++++ TASK INPUT ++++

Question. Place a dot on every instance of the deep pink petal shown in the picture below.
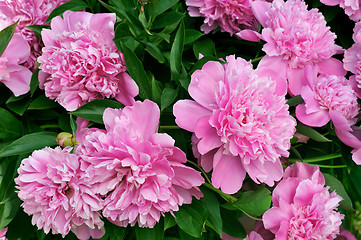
(228, 174)
(187, 112)
(332, 66)
(316, 119)
(259, 10)
(275, 68)
(204, 83)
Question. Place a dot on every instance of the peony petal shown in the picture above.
(275, 68)
(259, 9)
(249, 35)
(228, 174)
(187, 112)
(332, 66)
(316, 119)
(204, 83)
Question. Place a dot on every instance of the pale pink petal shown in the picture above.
(316, 119)
(187, 113)
(259, 9)
(228, 174)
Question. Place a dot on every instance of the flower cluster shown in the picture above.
(28, 12)
(303, 208)
(80, 61)
(128, 172)
(240, 125)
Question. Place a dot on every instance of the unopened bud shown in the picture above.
(66, 139)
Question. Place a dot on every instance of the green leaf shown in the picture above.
(41, 103)
(185, 236)
(34, 82)
(175, 58)
(206, 47)
(156, 91)
(355, 176)
(18, 104)
(38, 28)
(10, 126)
(335, 184)
(231, 225)
(9, 202)
(295, 100)
(169, 221)
(312, 133)
(199, 64)
(136, 71)
(73, 5)
(135, 26)
(191, 218)
(94, 110)
(114, 232)
(168, 96)
(254, 202)
(5, 36)
(192, 35)
(155, 233)
(166, 19)
(29, 143)
(156, 7)
(73, 124)
(211, 203)
(154, 51)
(8, 208)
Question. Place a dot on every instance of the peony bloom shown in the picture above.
(15, 76)
(295, 37)
(324, 94)
(2, 233)
(240, 125)
(352, 7)
(230, 15)
(58, 194)
(80, 61)
(352, 60)
(139, 172)
(302, 207)
(345, 235)
(28, 12)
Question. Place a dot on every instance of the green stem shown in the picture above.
(49, 126)
(200, 169)
(169, 127)
(256, 59)
(328, 166)
(227, 197)
(317, 159)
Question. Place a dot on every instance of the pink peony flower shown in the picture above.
(345, 235)
(352, 60)
(139, 172)
(80, 62)
(295, 37)
(230, 15)
(302, 207)
(2, 233)
(58, 194)
(240, 125)
(15, 76)
(323, 94)
(352, 7)
(28, 12)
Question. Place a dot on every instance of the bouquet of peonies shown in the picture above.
(177, 120)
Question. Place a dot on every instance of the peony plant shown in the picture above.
(174, 120)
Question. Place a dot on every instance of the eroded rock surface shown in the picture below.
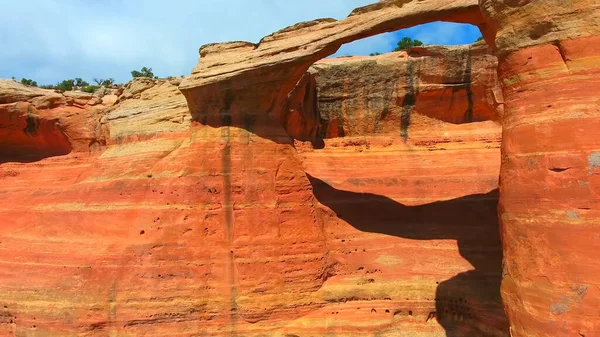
(187, 228)
(549, 182)
(220, 223)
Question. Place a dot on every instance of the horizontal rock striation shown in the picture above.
(393, 92)
(549, 202)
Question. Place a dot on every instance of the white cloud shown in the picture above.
(50, 40)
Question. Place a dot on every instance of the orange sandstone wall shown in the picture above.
(227, 227)
(410, 210)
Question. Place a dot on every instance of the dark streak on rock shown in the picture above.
(467, 78)
(410, 99)
(226, 120)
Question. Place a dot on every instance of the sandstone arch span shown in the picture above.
(549, 187)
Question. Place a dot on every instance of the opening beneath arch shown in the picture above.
(411, 141)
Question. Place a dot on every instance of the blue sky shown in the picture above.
(52, 40)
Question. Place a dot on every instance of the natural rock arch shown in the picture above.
(558, 59)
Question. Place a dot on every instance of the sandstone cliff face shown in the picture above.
(220, 223)
(188, 228)
(393, 92)
(37, 123)
(411, 209)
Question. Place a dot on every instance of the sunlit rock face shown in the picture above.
(198, 228)
(549, 205)
(266, 195)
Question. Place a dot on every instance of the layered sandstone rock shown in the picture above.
(219, 223)
(550, 200)
(398, 212)
(37, 123)
(184, 228)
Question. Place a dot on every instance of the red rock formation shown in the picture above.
(37, 123)
(212, 226)
(389, 218)
(549, 200)
(215, 230)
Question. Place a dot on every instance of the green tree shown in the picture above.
(29, 82)
(144, 72)
(79, 82)
(406, 43)
(91, 89)
(108, 82)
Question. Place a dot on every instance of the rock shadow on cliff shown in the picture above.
(468, 304)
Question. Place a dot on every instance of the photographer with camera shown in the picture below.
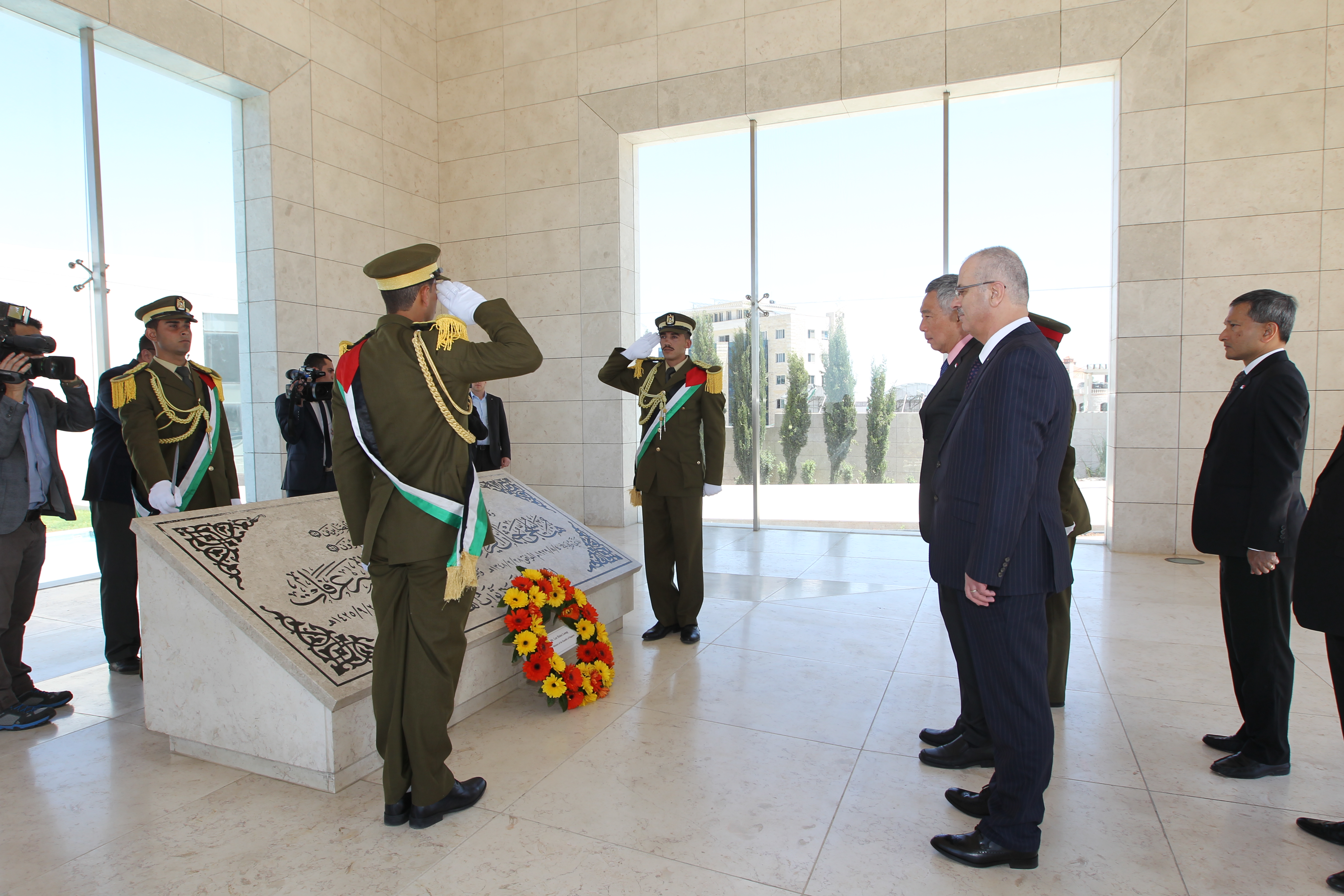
(186, 461)
(304, 413)
(32, 487)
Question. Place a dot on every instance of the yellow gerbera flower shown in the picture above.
(525, 643)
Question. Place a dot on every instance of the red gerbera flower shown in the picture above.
(537, 668)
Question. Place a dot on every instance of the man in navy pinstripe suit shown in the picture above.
(998, 535)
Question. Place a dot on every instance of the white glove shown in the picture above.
(643, 347)
(459, 300)
(162, 498)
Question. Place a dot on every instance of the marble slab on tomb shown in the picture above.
(259, 629)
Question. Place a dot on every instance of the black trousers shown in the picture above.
(1009, 647)
(116, 549)
(1257, 613)
(972, 719)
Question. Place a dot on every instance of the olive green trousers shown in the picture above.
(417, 662)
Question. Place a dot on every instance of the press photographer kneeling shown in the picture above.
(304, 413)
(32, 487)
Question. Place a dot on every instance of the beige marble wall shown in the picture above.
(503, 130)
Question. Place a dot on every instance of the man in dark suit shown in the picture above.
(1248, 511)
(968, 742)
(998, 536)
(306, 422)
(1316, 601)
(108, 494)
(494, 452)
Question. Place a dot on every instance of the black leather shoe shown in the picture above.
(1242, 766)
(398, 812)
(463, 796)
(975, 851)
(1328, 831)
(659, 631)
(1228, 743)
(940, 737)
(968, 801)
(959, 754)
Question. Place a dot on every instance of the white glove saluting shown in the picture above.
(643, 347)
(459, 300)
(162, 498)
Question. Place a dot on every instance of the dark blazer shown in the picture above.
(996, 480)
(1320, 553)
(1250, 486)
(110, 461)
(72, 416)
(304, 445)
(935, 416)
(498, 425)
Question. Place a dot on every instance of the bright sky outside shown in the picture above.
(851, 217)
(169, 198)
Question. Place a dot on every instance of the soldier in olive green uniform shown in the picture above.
(401, 443)
(173, 420)
(1077, 522)
(681, 408)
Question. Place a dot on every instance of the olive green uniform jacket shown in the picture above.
(144, 424)
(674, 465)
(415, 441)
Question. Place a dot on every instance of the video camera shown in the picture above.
(57, 369)
(303, 382)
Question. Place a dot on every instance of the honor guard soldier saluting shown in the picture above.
(679, 401)
(402, 456)
(173, 418)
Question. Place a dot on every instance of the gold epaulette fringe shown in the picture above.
(461, 578)
(449, 331)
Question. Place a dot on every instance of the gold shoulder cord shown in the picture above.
(427, 369)
(175, 414)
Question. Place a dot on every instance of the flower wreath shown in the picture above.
(536, 598)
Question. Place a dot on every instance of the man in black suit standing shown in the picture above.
(1318, 605)
(968, 742)
(495, 450)
(108, 494)
(1248, 511)
(306, 421)
(998, 536)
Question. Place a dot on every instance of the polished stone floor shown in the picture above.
(779, 755)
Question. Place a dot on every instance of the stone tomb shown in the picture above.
(259, 629)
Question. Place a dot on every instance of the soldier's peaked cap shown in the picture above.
(405, 267)
(1050, 328)
(164, 309)
(675, 320)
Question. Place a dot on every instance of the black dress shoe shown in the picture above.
(959, 754)
(1228, 743)
(968, 801)
(975, 851)
(463, 796)
(1330, 831)
(940, 737)
(1242, 766)
(398, 812)
(659, 631)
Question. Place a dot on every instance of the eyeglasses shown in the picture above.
(962, 291)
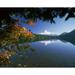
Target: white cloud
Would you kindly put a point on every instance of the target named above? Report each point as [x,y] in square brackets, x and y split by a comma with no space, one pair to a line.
[45,32]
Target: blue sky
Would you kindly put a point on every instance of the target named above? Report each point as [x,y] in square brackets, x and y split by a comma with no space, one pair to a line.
[59,27]
[55,28]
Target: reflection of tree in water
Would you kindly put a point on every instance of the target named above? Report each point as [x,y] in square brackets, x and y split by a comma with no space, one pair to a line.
[7,52]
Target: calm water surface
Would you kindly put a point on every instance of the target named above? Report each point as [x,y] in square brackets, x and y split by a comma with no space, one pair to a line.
[48,53]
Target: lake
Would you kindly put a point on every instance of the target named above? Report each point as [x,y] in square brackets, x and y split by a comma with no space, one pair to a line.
[48,53]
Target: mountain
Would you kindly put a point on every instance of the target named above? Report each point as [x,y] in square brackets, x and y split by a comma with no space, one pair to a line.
[70,35]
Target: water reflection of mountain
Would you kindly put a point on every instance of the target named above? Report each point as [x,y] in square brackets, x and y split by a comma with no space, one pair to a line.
[68,37]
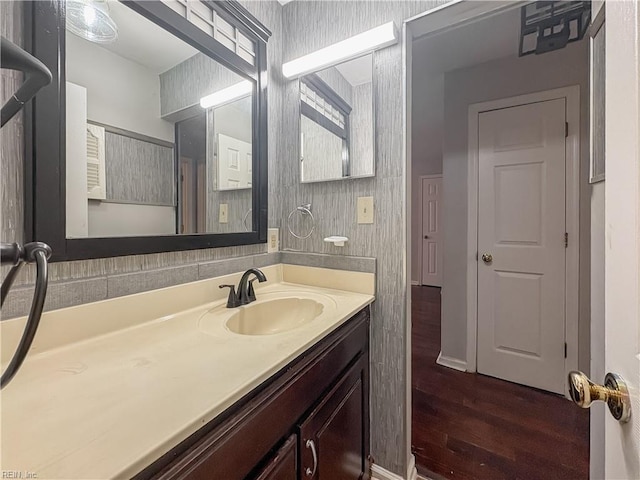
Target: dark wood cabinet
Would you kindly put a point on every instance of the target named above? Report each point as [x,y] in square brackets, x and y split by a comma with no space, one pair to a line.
[332,437]
[319,402]
[284,464]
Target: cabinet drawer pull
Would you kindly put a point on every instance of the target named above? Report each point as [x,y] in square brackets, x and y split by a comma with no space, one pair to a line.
[312,446]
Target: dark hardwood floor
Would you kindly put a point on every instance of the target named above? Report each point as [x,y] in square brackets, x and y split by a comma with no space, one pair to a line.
[470,426]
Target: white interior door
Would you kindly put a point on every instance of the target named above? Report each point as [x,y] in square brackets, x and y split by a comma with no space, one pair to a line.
[622,231]
[431,232]
[234,163]
[521,246]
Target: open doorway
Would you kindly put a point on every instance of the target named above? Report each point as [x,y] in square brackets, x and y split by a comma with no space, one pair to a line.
[493,339]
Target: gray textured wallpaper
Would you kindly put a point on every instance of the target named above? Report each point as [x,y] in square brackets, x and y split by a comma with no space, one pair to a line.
[186,83]
[311,25]
[139,172]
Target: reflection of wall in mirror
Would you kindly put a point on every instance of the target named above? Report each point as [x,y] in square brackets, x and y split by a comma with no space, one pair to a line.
[321,152]
[124,94]
[181,89]
[120,93]
[185,84]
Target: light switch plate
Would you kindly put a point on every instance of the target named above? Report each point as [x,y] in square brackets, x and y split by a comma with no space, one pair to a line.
[224,213]
[273,240]
[365,210]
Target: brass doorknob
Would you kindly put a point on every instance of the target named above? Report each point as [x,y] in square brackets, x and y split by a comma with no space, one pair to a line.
[614,392]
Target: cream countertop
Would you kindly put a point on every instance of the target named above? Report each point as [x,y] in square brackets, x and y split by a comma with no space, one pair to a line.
[111,386]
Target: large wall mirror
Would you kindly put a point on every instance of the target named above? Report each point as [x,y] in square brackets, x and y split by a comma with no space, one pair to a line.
[157,135]
[337,122]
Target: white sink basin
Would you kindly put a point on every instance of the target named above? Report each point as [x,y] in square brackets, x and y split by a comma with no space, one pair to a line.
[273,316]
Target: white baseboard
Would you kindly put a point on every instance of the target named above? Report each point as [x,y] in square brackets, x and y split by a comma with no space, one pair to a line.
[451,362]
[412,472]
[380,473]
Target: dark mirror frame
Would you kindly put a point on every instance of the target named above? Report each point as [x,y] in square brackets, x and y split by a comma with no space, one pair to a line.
[45,149]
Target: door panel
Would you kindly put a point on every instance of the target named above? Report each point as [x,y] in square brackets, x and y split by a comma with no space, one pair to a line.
[521,224]
[622,231]
[234,163]
[431,232]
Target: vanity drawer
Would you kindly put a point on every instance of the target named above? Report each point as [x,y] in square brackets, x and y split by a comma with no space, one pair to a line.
[234,446]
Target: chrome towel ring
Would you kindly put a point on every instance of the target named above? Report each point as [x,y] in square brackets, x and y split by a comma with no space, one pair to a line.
[305,211]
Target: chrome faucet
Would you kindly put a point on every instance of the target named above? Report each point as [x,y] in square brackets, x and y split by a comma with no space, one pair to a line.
[246,294]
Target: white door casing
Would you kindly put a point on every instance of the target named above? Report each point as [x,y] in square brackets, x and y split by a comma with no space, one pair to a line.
[234,163]
[622,231]
[431,230]
[571,208]
[521,224]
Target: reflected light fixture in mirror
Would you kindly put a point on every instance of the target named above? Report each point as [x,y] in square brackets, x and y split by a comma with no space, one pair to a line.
[227,95]
[378,37]
[90,19]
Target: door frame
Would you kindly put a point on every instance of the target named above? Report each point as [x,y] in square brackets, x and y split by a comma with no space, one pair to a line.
[422,177]
[572,217]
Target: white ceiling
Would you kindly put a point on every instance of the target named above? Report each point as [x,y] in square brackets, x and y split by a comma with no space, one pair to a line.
[142,41]
[479,42]
[357,71]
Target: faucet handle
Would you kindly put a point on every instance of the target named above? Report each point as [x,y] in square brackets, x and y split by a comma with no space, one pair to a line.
[251,293]
[233,300]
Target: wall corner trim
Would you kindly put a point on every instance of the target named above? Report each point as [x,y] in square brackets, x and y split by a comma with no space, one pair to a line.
[450,362]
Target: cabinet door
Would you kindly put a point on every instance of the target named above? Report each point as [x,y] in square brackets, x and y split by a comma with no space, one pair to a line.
[334,440]
[282,465]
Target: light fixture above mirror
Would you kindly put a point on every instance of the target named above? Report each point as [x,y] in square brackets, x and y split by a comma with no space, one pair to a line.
[379,37]
[90,19]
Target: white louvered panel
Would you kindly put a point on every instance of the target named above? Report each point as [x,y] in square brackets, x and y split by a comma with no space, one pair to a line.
[96,188]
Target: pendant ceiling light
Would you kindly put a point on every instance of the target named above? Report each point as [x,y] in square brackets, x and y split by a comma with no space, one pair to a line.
[90,19]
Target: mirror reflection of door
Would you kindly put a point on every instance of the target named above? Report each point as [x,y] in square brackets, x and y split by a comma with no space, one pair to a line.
[192,157]
[154,108]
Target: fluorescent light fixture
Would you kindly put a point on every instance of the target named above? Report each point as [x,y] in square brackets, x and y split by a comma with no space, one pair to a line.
[227,95]
[379,37]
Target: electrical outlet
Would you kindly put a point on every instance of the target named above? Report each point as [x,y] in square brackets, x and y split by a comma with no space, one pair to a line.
[273,240]
[224,213]
[365,209]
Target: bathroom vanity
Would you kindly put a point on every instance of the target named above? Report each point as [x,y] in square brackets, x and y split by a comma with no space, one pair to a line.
[310,420]
[170,383]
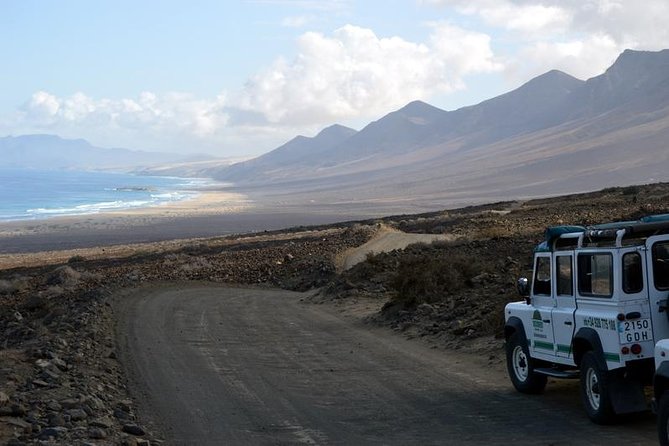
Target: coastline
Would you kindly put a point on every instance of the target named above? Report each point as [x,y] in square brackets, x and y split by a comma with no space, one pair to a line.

++++

[REQUIRED WORK] Locate the lines above that hold the word "vanity". Show every one of them.

[ANSWER BELOW]
Target: vanity drawer
Target: bathroom vanity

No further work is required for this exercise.